ABOUT THIS EXERCISE
In the records that follow, count each line where the string "TARGET" occurs. Provide the total and no other text.

Records from a data source
▬▬▬▬▬▬▬▬▬▬

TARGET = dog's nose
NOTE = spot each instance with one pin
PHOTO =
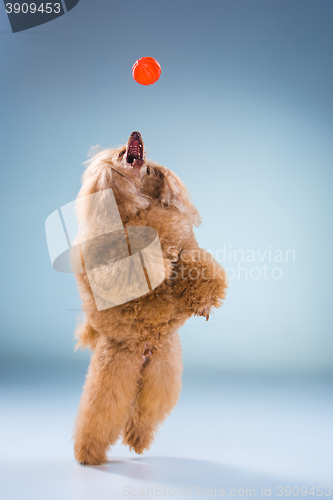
(136, 134)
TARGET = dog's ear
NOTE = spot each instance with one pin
(175, 193)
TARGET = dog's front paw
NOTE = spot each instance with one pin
(204, 311)
(92, 454)
(138, 439)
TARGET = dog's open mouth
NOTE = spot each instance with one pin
(134, 150)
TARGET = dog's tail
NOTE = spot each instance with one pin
(86, 336)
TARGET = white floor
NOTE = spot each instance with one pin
(226, 436)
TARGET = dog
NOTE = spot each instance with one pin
(135, 375)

▬▬▬▬▬▬▬▬▬▬

RESPONSE TO THE EXERCISE
7